> GIVEN INSTRUCTION: The records that follow are to be repeated without alteration.

> EXERCISE DATA:

□ □ □ □

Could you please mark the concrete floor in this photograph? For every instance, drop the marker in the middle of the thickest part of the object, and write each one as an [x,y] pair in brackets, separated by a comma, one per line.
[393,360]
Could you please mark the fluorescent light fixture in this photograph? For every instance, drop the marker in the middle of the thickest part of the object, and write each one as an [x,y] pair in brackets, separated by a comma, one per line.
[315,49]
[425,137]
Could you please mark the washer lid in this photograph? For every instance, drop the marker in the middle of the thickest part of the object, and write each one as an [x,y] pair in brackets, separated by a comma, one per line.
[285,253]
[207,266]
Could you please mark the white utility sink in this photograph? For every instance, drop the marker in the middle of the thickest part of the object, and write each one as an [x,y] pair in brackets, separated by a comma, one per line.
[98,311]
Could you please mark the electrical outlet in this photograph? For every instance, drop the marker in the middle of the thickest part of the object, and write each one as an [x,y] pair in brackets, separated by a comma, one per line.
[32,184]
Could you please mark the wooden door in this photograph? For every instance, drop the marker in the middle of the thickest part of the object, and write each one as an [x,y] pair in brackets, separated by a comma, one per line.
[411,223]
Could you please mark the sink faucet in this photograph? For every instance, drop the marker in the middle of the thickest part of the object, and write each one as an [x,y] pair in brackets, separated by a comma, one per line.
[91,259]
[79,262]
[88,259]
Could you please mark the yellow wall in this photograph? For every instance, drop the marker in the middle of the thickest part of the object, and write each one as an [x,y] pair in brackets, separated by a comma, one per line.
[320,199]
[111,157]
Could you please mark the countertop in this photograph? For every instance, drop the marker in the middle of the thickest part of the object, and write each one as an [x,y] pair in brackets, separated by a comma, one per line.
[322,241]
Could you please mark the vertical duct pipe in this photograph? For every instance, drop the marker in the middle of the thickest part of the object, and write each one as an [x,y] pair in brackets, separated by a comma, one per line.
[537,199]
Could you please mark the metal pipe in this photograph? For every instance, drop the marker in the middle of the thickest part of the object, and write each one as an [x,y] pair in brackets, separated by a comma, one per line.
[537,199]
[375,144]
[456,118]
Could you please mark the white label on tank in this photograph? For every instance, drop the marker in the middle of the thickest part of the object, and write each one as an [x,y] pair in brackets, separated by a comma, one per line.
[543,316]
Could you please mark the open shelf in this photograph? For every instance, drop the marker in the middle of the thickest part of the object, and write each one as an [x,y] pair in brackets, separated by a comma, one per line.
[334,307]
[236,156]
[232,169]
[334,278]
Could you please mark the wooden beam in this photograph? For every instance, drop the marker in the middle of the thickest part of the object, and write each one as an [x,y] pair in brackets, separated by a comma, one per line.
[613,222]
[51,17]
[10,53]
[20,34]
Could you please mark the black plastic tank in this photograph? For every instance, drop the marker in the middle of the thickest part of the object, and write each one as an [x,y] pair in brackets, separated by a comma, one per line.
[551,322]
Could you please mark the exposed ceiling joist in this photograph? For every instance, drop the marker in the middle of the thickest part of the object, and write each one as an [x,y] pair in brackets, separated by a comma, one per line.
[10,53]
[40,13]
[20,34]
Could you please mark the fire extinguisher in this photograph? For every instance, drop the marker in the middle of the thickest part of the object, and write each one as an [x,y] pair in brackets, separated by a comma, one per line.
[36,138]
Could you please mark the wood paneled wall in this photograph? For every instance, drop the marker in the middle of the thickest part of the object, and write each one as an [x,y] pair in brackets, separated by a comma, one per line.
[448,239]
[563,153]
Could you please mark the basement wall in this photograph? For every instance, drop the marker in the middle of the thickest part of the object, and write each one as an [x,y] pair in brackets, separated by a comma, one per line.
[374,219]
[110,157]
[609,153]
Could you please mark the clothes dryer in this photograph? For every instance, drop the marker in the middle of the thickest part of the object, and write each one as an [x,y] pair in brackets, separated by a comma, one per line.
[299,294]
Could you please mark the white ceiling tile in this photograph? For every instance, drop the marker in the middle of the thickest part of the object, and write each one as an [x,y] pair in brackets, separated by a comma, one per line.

□ □ □ □

> FINAL RESULT:
Could you please mark the concrete floor in this photograph? For every instance, drop the marker in the middle of the thickest part of the object, and write each one as an [x,y] pair in brackets, separated by a comma, one per line.
[393,360]
Could you please mark the fluorescent light fixture in this photograph? For every instance, drop the marker in the middle of the thickest part of the object, and write each one as an [x,y] pair in brackets, separated by a comma, one per line.
[315,49]
[425,137]
Could you please mark the washer lid in this photograph? For every instance, drop the marker in the middle of the thickest part of the object, and write each one as an [x,y] pair in brackets, separated by a comma, one per line.
[285,253]
[207,266]
Could you please mark the white utility sink in this photograph? For every instance, drop the marker in the middle of the thickest part of the object, and write each one as an [x,y] pair in brackets, separated by a comma, one per line.
[98,311]
Could you please mark the electrical outlet in this photograph? For every instance, drop the marker in the middle of the thickest part of the object, and write each one as an [x,y] pair in brackets, separated by a comma, one per line.
[32,184]
Could you please mark the wooden door in this photograph? For every instance, drop the marker in the middle of the thickest part of the object, and write each one as an [x,y] pair in brackets, separated by a comma, one per line.
[411,223]
Could you please mark the sink faucet in this photograph? For every instance, drop the marker in the middle of the thickest part of the object, and write each one as an [x,y] pair in brackets, separated by a comma, one per line.
[91,259]
[79,262]
[88,259]
Could you please mark the yellow wall in this photograph? For every instance, drop the marker in the middle of the thickest part of the object, and write each one as an [x,y] pair in brackets, separated by a comma, one per line.
[320,199]
[111,157]
Could you please mark the countertop in this photograph? For every instance, drop the marker in the middle of the thickest part of the object, and write each one as an [x,y] pair in brackets, separated by a comma, one per line.
[322,241]
Could you please mark the vertical duct pipe in this photograph? For every instance, drop the marker in the middle of the thickest part of the object, and write each one as an [x,y] pair in brackets, separated by a comma, one per line.
[537,199]
Could you please mark the metal pipe in this photograph? For every instance, drop the marker in the middle of the thickest part of the object, and write each one as an [x,y] pair in brackets, separated by a comma, one per line.
[537,199]
[375,144]
[456,118]
Could you please mark the white label on tank in this photograph? For every instance, drop the marker in the middle of the thickest part of the object, and write each one as an [x,y] pair in brackets, separated by a comma, one per line.
[543,316]
Could you please mark the open shelf in this photograph? For every instance, drop the marker in the middle of the thickest part of the object, and write each one as an [x,y] pair in brackets, separated by a comma, one per line.
[334,307]
[236,156]
[232,169]
[334,278]
Could you please mark the wooden beam in this photograph? For every instance, drop the marker in the middle of the thickest part of the object, and write each one as an [x,y] pair in brackets, separated by a comma, one per line.
[613,222]
[51,17]
[10,53]
[20,34]
Could you please mark the black plastic tank in this photograph? For every instance, drop the marker in the middle of the thickest part of the object, and write each one as an [x,y] pair in brackets, separated by a comma, one per line.
[551,322]
Could you please mark the exposed ceiling joist in this photograph? For every instance, drop the marker in the middle of the thickest part of the object, and write each one as an [x,y] pair in brackets, separated by a comma, one per line.
[10,53]
[40,13]
[20,34]
Could you please mark the fire extinguisher in this photograph? For every instance, drop the marker in the middle of the thickest part of the object, and write each one as an [x,y] pair in brackets, separated by a comma, one per line.
[36,138]
Could you please mark the wood paneled wall in this photograph? For every instance, drop the marker in the middle of the thickest part of the object, and write each one as an [x,y] pair in brackets, separated by a comma, one per line.
[448,239]
[563,153]
Could you please mark the basement wall in this photograph? For every instance, drop the marker in the middle of the thickest part of the object, and write each one as an [x,y] pair in brackets, separated by a comma, one per line.
[374,219]
[110,157]
[609,153]
Could you please mark the clothes dryer in this photograph? For every instance, drop the marker in the middle of the thickest part of the object, and write each one as an [x,y] pair in brackets, separated by a comma, one per line.
[299,294]
Could you please mark the white ceiling tile in this photograph? For every instance, drop the marker in the middle of the thickest part of the object, and write each one as an [x,y] pair in brackets, separated by a comma, one per line.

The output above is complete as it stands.